> _Required work_: The number of lines below that contain the word "white" is all that the answer should hold.

━━ Task data

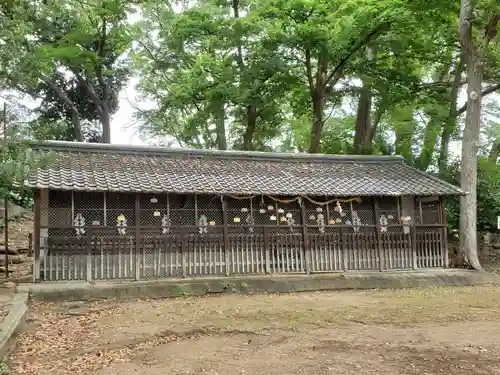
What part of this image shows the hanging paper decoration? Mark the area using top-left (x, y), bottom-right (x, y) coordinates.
top-left (161, 214), bottom-right (171, 234)
top-left (270, 215), bottom-right (277, 221)
top-left (388, 214), bottom-right (394, 220)
top-left (328, 219), bottom-right (336, 225)
top-left (317, 213), bottom-right (325, 234)
top-left (259, 208), bottom-right (266, 214)
top-left (309, 214), bottom-right (315, 221)
top-left (233, 217), bottom-right (241, 223)
top-left (280, 216), bottom-right (287, 222)
top-left (352, 211), bottom-right (362, 233)
top-left (340, 211), bottom-right (346, 217)
top-left (198, 214), bottom-right (208, 234)
top-left (379, 214), bottom-right (388, 233)
top-left (278, 208), bottom-right (284, 214)
top-left (401, 216), bottom-right (412, 235)
top-left (153, 211), bottom-right (161, 217)
top-left (209, 220), bottom-right (216, 226)
top-left (92, 220), bottom-right (100, 226)
top-left (241, 207), bottom-right (248, 213)
top-left (335, 218), bottom-right (341, 223)
top-left (150, 197), bottom-right (158, 203)
top-left (117, 214), bottom-right (128, 236)
top-left (345, 220), bottom-right (352, 225)
top-left (267, 205), bottom-right (274, 211)
top-left (245, 214), bottom-right (254, 233)
top-left (316, 207), bottom-right (323, 212)
top-left (286, 213), bottom-right (293, 218)
top-left (334, 201), bottom-right (343, 214)
top-left (73, 213), bottom-right (86, 237)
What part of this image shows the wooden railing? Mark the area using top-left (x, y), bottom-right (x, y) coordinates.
top-left (38, 224), bottom-right (447, 281)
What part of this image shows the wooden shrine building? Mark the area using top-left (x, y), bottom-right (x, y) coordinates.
top-left (26, 141), bottom-right (465, 282)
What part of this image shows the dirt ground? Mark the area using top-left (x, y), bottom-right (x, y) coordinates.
top-left (8, 285), bottom-right (500, 375)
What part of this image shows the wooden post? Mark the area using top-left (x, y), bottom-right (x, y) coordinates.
top-left (134, 193), bottom-right (141, 280)
top-left (222, 196), bottom-right (230, 276)
top-left (340, 226), bottom-right (346, 271)
top-left (299, 199), bottom-right (310, 274)
top-left (33, 190), bottom-right (41, 282)
top-left (86, 226), bottom-right (92, 282)
top-left (440, 197), bottom-right (449, 268)
top-left (373, 197), bottom-right (384, 271)
top-left (181, 227), bottom-right (187, 277)
top-left (263, 226), bottom-right (270, 273)
top-left (411, 223), bottom-right (417, 269)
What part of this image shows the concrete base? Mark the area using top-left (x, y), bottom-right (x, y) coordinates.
top-left (0, 293), bottom-right (28, 359)
top-left (17, 269), bottom-right (500, 302)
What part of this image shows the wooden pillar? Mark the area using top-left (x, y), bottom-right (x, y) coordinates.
top-left (411, 222), bottom-right (417, 270)
top-left (373, 197), bottom-right (384, 271)
top-left (440, 197), bottom-right (449, 268)
top-left (134, 193), bottom-right (141, 280)
top-left (33, 189), bottom-right (41, 282)
top-left (299, 199), bottom-right (310, 274)
top-left (222, 196), bottom-right (230, 276)
top-left (86, 225), bottom-right (93, 282)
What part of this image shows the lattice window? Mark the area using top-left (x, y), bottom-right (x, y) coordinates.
top-left (105, 192), bottom-right (135, 228)
top-left (140, 193), bottom-right (168, 235)
top-left (74, 192), bottom-right (105, 228)
top-left (378, 196), bottom-right (399, 233)
top-left (419, 197), bottom-right (441, 224)
top-left (169, 193), bottom-right (196, 226)
top-left (197, 194), bottom-right (223, 235)
top-left (48, 190), bottom-right (72, 237)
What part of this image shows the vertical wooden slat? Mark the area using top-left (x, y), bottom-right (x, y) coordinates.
top-left (222, 197), bottom-right (230, 276)
top-left (33, 190), bottom-right (41, 282)
top-left (340, 227), bottom-right (346, 271)
top-left (134, 194), bottom-right (141, 280)
top-left (86, 228), bottom-right (92, 282)
top-left (373, 198), bottom-right (383, 271)
top-left (440, 197), bottom-right (449, 268)
top-left (299, 201), bottom-right (310, 274)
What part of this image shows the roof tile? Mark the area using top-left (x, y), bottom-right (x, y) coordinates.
top-left (26, 141), bottom-right (466, 196)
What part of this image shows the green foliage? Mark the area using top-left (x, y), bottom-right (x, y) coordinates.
top-left (442, 158), bottom-right (500, 232)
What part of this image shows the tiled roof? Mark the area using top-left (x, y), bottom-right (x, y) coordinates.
top-left (26, 141), bottom-right (466, 196)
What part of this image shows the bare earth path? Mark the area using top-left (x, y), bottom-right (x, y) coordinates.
top-left (9, 286), bottom-right (500, 374)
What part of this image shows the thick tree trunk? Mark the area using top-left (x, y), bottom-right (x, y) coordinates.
top-left (353, 84), bottom-right (372, 154)
top-left (308, 53), bottom-right (328, 154)
top-left (459, 53), bottom-right (482, 270)
top-left (459, 0), bottom-right (481, 270)
top-left (100, 105), bottom-right (111, 143)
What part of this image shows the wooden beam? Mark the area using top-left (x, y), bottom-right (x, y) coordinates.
top-left (222, 196), bottom-right (230, 276)
top-left (373, 197), bottom-right (384, 271)
top-left (33, 189), bottom-right (41, 282)
top-left (440, 197), bottom-right (449, 268)
top-left (135, 193), bottom-right (141, 280)
top-left (299, 199), bottom-right (310, 274)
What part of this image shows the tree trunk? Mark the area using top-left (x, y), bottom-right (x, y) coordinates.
top-left (242, 105), bottom-right (257, 151)
top-left (100, 104), bottom-right (111, 143)
top-left (353, 84), bottom-right (372, 154)
top-left (308, 53), bottom-right (328, 154)
top-left (215, 102), bottom-right (227, 150)
top-left (438, 54), bottom-right (465, 175)
top-left (459, 0), bottom-right (481, 270)
top-left (44, 79), bottom-right (83, 141)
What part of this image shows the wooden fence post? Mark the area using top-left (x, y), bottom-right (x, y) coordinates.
top-left (440, 197), bottom-right (449, 268)
top-left (222, 196), bottom-right (230, 276)
top-left (33, 190), bottom-right (41, 282)
top-left (263, 227), bottom-right (270, 274)
top-left (299, 200), bottom-right (310, 274)
top-left (134, 194), bottom-right (141, 280)
top-left (86, 226), bottom-right (93, 283)
top-left (411, 224), bottom-right (417, 269)
top-left (340, 226), bottom-right (347, 271)
top-left (373, 197), bottom-right (384, 271)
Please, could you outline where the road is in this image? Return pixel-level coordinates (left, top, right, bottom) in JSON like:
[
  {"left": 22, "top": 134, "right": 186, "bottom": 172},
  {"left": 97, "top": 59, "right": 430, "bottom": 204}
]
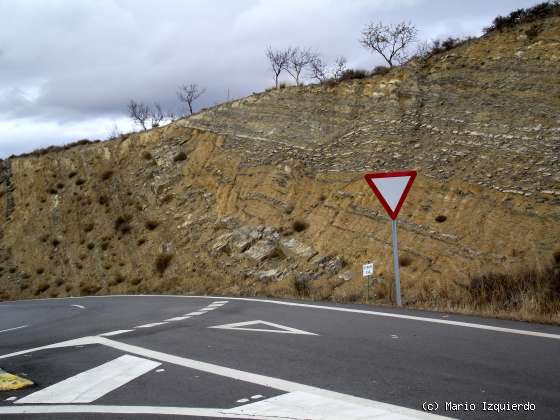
[{"left": 0, "top": 295, "right": 559, "bottom": 419}]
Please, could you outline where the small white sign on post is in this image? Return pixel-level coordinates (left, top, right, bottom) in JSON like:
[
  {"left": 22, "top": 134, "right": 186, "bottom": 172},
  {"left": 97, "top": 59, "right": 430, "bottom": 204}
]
[{"left": 362, "top": 263, "right": 374, "bottom": 277}]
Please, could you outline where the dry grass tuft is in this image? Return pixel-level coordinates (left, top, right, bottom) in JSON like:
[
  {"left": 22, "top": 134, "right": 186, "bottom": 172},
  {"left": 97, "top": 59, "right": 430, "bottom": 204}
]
[
  {"left": 155, "top": 252, "right": 174, "bottom": 275},
  {"left": 79, "top": 282, "right": 101, "bottom": 296},
  {"left": 115, "top": 215, "right": 133, "bottom": 234},
  {"left": 35, "top": 281, "right": 50, "bottom": 295},
  {"left": 173, "top": 151, "right": 187, "bottom": 162},
  {"left": 292, "top": 220, "right": 308, "bottom": 232},
  {"left": 399, "top": 255, "right": 413, "bottom": 267},
  {"left": 145, "top": 220, "right": 159, "bottom": 231}
]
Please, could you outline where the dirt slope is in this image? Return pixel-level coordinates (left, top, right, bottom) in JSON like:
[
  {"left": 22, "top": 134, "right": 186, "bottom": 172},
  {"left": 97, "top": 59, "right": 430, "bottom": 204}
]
[{"left": 1, "top": 13, "right": 559, "bottom": 322}]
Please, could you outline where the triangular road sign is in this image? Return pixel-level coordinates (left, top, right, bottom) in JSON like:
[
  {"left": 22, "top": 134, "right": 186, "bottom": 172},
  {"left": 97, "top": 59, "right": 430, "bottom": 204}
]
[
  {"left": 209, "top": 320, "right": 318, "bottom": 336},
  {"left": 364, "top": 170, "right": 417, "bottom": 220}
]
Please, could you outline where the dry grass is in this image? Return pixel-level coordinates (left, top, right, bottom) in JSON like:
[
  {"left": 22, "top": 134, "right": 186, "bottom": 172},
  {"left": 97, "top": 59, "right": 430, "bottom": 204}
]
[
  {"left": 145, "top": 220, "right": 159, "bottom": 231},
  {"left": 79, "top": 282, "right": 101, "bottom": 296},
  {"left": 463, "top": 258, "right": 560, "bottom": 319},
  {"left": 155, "top": 252, "right": 174, "bottom": 275},
  {"left": 35, "top": 281, "right": 50, "bottom": 295},
  {"left": 292, "top": 220, "right": 308, "bottom": 232},
  {"left": 115, "top": 215, "right": 132, "bottom": 234},
  {"left": 173, "top": 151, "right": 187, "bottom": 162}
]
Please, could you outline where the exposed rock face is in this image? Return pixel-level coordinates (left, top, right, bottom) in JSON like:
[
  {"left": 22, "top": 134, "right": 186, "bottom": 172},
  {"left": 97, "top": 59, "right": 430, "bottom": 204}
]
[
  {"left": 0, "top": 15, "right": 559, "bottom": 322},
  {"left": 182, "top": 20, "right": 560, "bottom": 201}
]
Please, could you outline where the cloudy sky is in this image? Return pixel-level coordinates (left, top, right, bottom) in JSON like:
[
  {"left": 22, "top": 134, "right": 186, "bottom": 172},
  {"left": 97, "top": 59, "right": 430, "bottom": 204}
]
[{"left": 0, "top": 0, "right": 542, "bottom": 157}]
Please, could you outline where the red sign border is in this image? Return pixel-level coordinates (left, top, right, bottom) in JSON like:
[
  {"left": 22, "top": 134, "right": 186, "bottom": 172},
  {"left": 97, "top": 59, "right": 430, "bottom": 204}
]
[{"left": 364, "top": 170, "right": 417, "bottom": 220}]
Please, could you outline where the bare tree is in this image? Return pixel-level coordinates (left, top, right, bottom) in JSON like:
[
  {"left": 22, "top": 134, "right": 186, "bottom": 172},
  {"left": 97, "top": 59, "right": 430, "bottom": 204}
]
[
  {"left": 284, "top": 47, "right": 313, "bottom": 86},
  {"left": 150, "top": 102, "right": 165, "bottom": 128},
  {"left": 177, "top": 83, "right": 206, "bottom": 115},
  {"left": 128, "top": 100, "right": 150, "bottom": 131},
  {"left": 308, "top": 53, "right": 327, "bottom": 83},
  {"left": 308, "top": 55, "right": 347, "bottom": 83},
  {"left": 265, "top": 46, "right": 290, "bottom": 88},
  {"left": 360, "top": 21, "right": 417, "bottom": 67},
  {"left": 332, "top": 56, "right": 347, "bottom": 79}
]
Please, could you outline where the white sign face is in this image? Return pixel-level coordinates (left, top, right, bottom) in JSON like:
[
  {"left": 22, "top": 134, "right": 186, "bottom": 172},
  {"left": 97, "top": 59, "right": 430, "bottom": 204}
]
[
  {"left": 362, "top": 263, "right": 374, "bottom": 277},
  {"left": 371, "top": 176, "right": 411, "bottom": 211}
]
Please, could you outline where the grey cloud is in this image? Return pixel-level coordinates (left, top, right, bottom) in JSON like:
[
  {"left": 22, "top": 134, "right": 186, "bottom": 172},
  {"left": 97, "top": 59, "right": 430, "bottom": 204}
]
[{"left": 0, "top": 0, "right": 543, "bottom": 157}]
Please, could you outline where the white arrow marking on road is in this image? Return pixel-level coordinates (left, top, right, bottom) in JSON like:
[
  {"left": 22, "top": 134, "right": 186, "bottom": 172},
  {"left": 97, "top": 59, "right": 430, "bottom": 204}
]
[
  {"left": 71, "top": 304, "right": 85, "bottom": 309},
  {"left": 0, "top": 325, "right": 28, "bottom": 334},
  {"left": 15, "top": 355, "right": 160, "bottom": 404},
  {"left": 209, "top": 320, "right": 318, "bottom": 336}
]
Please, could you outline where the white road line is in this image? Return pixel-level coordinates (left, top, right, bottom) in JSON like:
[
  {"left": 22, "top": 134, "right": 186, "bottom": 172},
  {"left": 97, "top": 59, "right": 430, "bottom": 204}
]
[
  {"left": 251, "top": 395, "right": 264, "bottom": 400},
  {"left": 0, "top": 405, "right": 269, "bottom": 419},
  {"left": 226, "top": 391, "right": 427, "bottom": 419},
  {"left": 212, "top": 301, "right": 229, "bottom": 304},
  {"left": 236, "top": 398, "right": 249, "bottom": 403},
  {"left": 0, "top": 325, "right": 28, "bottom": 334},
  {"left": 165, "top": 316, "right": 191, "bottom": 322},
  {"left": 98, "top": 330, "right": 133, "bottom": 337},
  {"left": 200, "top": 308, "right": 216, "bottom": 311},
  {"left": 135, "top": 322, "right": 167, "bottom": 328},
  {"left": 0, "top": 336, "right": 450, "bottom": 419},
  {"left": 71, "top": 304, "right": 85, "bottom": 309},
  {"left": 163, "top": 295, "right": 560, "bottom": 340},
  {"left": 209, "top": 320, "right": 318, "bottom": 336},
  {"left": 7, "top": 294, "right": 560, "bottom": 340},
  {"left": 0, "top": 337, "right": 92, "bottom": 360},
  {"left": 185, "top": 312, "right": 204, "bottom": 316},
  {"left": 94, "top": 336, "right": 449, "bottom": 419},
  {"left": 15, "top": 355, "right": 160, "bottom": 404}
]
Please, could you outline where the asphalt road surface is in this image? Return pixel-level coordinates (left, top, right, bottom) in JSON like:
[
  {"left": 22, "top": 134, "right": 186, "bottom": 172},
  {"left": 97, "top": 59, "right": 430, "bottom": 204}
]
[{"left": 1, "top": 295, "right": 559, "bottom": 420}]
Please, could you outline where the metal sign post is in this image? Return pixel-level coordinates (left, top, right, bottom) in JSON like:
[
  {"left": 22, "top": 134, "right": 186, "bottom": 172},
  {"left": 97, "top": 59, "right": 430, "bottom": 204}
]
[
  {"left": 391, "top": 219, "right": 402, "bottom": 306},
  {"left": 364, "top": 170, "right": 416, "bottom": 308},
  {"left": 362, "top": 263, "right": 374, "bottom": 303}
]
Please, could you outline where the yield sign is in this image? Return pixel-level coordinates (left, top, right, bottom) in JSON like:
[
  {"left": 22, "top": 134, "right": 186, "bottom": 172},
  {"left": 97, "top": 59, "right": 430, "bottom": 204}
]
[{"left": 364, "top": 170, "right": 417, "bottom": 220}]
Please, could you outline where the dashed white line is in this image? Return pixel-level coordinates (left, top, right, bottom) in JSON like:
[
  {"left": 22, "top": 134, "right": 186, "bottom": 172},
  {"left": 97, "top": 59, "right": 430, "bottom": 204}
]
[
  {"left": 135, "top": 322, "right": 167, "bottom": 329},
  {"left": 236, "top": 398, "right": 249, "bottom": 403},
  {"left": 200, "top": 308, "right": 216, "bottom": 311},
  {"left": 99, "top": 330, "right": 134, "bottom": 337},
  {"left": 185, "top": 312, "right": 204, "bottom": 316},
  {"left": 71, "top": 304, "right": 85, "bottom": 309},
  {"left": 251, "top": 395, "right": 264, "bottom": 400},
  {"left": 165, "top": 316, "right": 192, "bottom": 322},
  {"left": 0, "top": 325, "right": 28, "bottom": 334}
]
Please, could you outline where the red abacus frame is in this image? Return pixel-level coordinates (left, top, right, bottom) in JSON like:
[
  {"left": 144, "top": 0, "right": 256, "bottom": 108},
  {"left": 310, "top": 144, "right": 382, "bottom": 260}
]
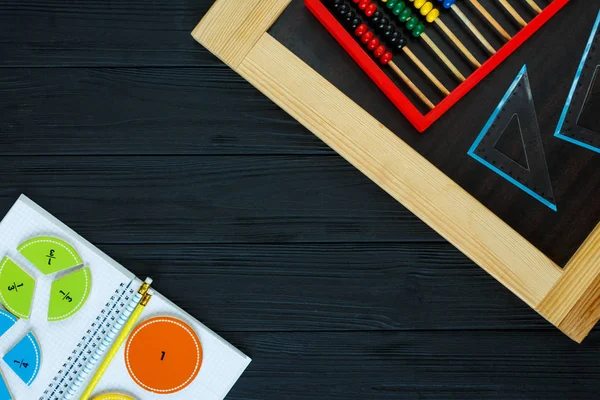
[{"left": 305, "top": 0, "right": 570, "bottom": 132}]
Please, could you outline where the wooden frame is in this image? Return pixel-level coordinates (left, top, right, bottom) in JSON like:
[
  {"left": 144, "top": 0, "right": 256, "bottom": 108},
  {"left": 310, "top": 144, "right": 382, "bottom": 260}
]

━━━━

> _Output for this task_: 5